──────── Supplied data

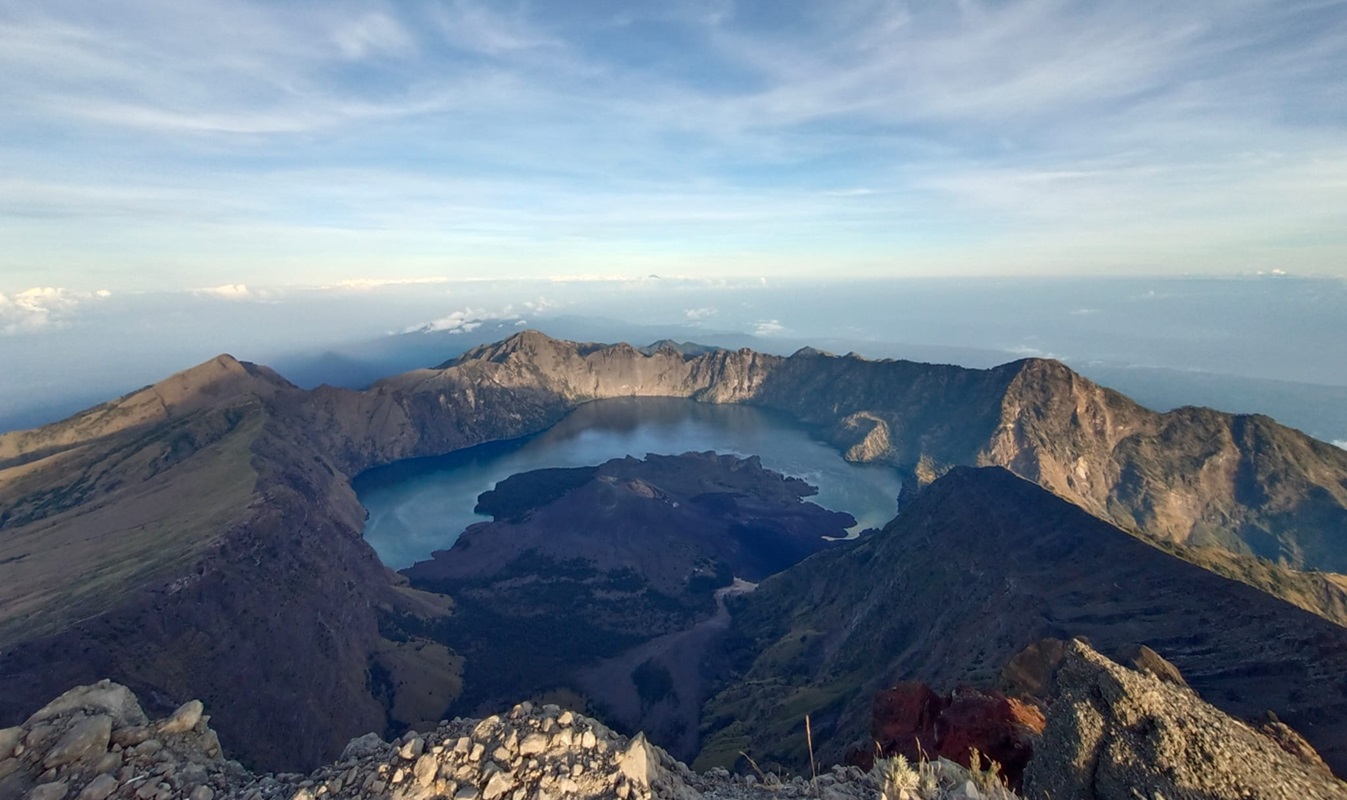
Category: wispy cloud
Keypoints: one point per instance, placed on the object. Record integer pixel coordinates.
(465, 321)
(862, 136)
(42, 307)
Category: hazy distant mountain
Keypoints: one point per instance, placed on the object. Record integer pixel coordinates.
(205, 528)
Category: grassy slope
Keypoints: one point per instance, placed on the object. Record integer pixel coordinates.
(142, 523)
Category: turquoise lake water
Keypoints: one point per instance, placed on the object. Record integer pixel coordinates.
(422, 505)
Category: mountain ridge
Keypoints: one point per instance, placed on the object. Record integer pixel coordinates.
(283, 458)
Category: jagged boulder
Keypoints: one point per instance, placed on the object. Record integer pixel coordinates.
(1120, 734)
(96, 742)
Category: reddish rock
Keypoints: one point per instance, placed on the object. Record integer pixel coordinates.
(903, 719)
(913, 721)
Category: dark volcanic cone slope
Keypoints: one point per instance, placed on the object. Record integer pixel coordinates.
(978, 566)
(585, 563)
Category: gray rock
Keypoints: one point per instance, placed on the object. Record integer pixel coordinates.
(53, 791)
(1111, 729)
(88, 738)
(426, 769)
(500, 783)
(183, 719)
(8, 738)
(100, 698)
(99, 788)
(363, 746)
(412, 749)
(639, 762)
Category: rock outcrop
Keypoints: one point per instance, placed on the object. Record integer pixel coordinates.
(911, 719)
(94, 742)
(1120, 734)
(973, 570)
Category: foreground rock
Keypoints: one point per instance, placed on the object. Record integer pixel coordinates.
(1120, 734)
(96, 744)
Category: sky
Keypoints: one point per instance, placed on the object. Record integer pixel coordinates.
(226, 147)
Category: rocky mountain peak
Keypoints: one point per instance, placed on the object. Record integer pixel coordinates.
(94, 744)
(527, 342)
(1115, 731)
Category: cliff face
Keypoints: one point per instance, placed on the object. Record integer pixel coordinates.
(209, 521)
(978, 566)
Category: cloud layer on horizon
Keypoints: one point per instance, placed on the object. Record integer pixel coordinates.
(710, 138)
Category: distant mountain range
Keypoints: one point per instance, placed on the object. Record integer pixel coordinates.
(202, 534)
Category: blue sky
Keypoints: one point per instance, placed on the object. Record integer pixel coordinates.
(171, 144)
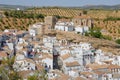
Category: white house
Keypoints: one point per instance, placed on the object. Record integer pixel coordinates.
(73, 65)
(23, 64)
(48, 60)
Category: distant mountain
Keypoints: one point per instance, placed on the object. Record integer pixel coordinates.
(117, 7)
(5, 6)
(101, 7)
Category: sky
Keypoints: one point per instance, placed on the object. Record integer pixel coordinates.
(59, 2)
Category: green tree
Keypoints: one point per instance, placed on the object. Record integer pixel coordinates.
(95, 32)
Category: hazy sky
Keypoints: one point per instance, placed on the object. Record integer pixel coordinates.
(59, 2)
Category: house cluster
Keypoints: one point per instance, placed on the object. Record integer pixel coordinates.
(59, 58)
(79, 24)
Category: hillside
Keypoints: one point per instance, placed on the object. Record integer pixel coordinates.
(13, 7)
(108, 20)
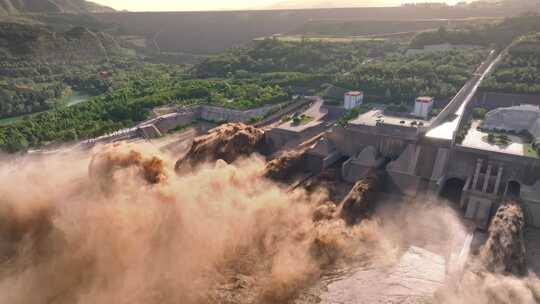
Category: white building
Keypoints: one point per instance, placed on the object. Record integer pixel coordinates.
(423, 107)
(353, 99)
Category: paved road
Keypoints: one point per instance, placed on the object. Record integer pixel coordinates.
(447, 129)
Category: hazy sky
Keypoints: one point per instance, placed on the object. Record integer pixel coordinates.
(191, 5)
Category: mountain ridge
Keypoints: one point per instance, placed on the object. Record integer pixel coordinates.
(21, 7)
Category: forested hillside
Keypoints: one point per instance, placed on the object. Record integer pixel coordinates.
(520, 70)
(499, 34)
(39, 67)
(379, 68)
(37, 43)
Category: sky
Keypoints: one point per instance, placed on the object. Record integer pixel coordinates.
(194, 5)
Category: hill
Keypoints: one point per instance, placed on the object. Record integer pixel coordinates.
(38, 43)
(307, 4)
(18, 7)
(213, 32)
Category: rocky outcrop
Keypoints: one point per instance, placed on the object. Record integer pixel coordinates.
(360, 202)
(37, 43)
(504, 251)
(227, 142)
(285, 166)
(17, 7)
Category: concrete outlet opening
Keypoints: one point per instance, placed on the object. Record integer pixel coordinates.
(453, 189)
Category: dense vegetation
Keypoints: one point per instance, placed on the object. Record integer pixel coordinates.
(378, 68)
(519, 71)
(400, 79)
(272, 55)
(129, 104)
(267, 71)
(499, 34)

────────────────

Goal of the exercise: Copy all the rows above word for word, leaving out the pictures.

Worked answer:
Category: wispy cloud
Keypoints: one point per instance, placed on the object. Record integer pixel coordinates.
(465, 321)
(862, 136)
(42, 307)
Category: hazy distant mountain
Keypoints: one point per instance, placed on the object. Record integer pixel coordinates.
(205, 528)
Category: grassy slope
Keypoints: one point per instance, placed on the object. Record integer pixel coordinates.
(142, 523)
Category: turquoise lake water
Keypoints: one point per instance, placed on the object. Record integer pixel coordinates.
(422, 505)
Category: mountain ridge
Keypoints: one point per instance, placed on the object. Record integer pixel coordinates.
(283, 458)
Category: jagged boulder
Keypoints: one point per instance, placed on the object. Record integer pixel coordinates.
(1120, 734)
(96, 742)
Category: reddish rock
Keypoints: one point per instance, placed on the object. Record integer pixel coordinates.
(903, 719)
(913, 721)
Category: dark volcanic cone slope
Keypoints: one point per instance, placed on the object. Record integer pixel coordinates.
(978, 566)
(585, 563)
Category: gray rock
Keypoints: one point per instance, placed on the object. Record integer pixel coordinates.
(53, 791)
(1111, 729)
(88, 738)
(426, 769)
(500, 783)
(183, 719)
(8, 738)
(100, 698)
(99, 788)
(363, 746)
(412, 749)
(639, 762)
Category: rock outcrop
Keypoints: one point per instance, placed on the object. Record integer pixel coordinates.
(911, 719)
(94, 742)
(1120, 734)
(973, 570)
Category: foreground rock
Keypoints: one point per instance, placed on the object. Record integer pixel coordinates.
(1120, 734)
(96, 744)
Category: sky
Keypoints: one point per instance, placed on the object. Record integer pixel coordinates.
(226, 147)
Category: rocky mountain peak
Keypoints: one point per instance, placed on the object. Record integer pixel coordinates.
(94, 744)
(527, 342)
(1115, 731)
Category: cliff face
Keypoints: one point per instance, placed on the object. Record integer pixel coordinates.
(209, 521)
(978, 566)
Category: cloud layer on horizon
Keypoints: one point per instance, placed on the object. Record integer pixel coordinates.
(710, 138)
Category: distant mountain range
Keypoints: one point per instance, placed on the object. Record integer pixel coordinates.
(202, 534)
Category: blue sky
Keypoints: one point per instance, placed on the object. Record integer pixel coordinates.
(171, 144)
Category: white house
Keypoints: one point per instance, placed on the object. Record integer pixel coordinates.
(73, 65)
(23, 64)
(48, 60)
Category: distant mountain
Keypoints: one point per instance, placed on the object. Record integer pixel coordinates.
(117, 7)
(5, 6)
(101, 7)
Category: sky
Keypoints: one point per instance, placed on the object. Record integer pixel coordinates.
(59, 2)
Category: green tree
Keypoints: one point per instance, placed on the object. Record integer pixel coordinates.
(95, 32)
Category: hazy sky
Keypoints: one point per instance, placed on the object. Record integer pixel coordinates.
(59, 2)
Category: house cluster
Keypoints: one point per instance, placed on the object. Record integer pixel coordinates.
(59, 58)
(79, 24)
Category: hillside
Keypoints: one point per instance, placed on the object. Record integer pixel coordinates.
(13, 7)
(108, 20)
Category: white building
Keypoints: one point per instance, placed on the object. Record integer pixel coordinates.
(423, 107)
(353, 99)
Category: paved road
Keypoints: one point per instance, placed on the object. Record integer pixel coordinates.
(447, 129)
Category: hazy sky
Keypoints: one point per instance, placed on the object. Record integer pixel coordinates.
(191, 5)
Category: mountain ridge
Keypoints: one point per instance, placed on the object. Record integer pixel coordinates.
(21, 7)
Category: forested hillside
Keypoints: one point per instance, placed on the object. Record integer pixel coordinates.
(520, 70)
(499, 34)
(39, 67)
(379, 68)
(37, 43)
Category: sky
Keypoints: one point per instance, placed on the object. Record integer pixel coordinates.
(194, 5)
Category: hill
Keypoints: one point per instance, placed on the object. Record integer pixel coordinates.
(38, 43)
(307, 4)
(18, 7)
(213, 32)
Category: rocky outcrop
Keypoints: one point per instance, placed on the object. Record integer pixel coordinates.
(360, 202)
(37, 43)
(504, 251)
(227, 142)
(285, 166)
(17, 7)
Category: concrete outlet opening
Keypoints: one point per instance, placed on the object. Record integer pixel coordinates.
(453, 189)
Category: dense vegetation
Keypoints: one point per instance, placed on the object. Record integer pixel coordinates.
(378, 68)
(519, 71)
(400, 79)
(272, 55)
(129, 104)
(267, 71)
(499, 34)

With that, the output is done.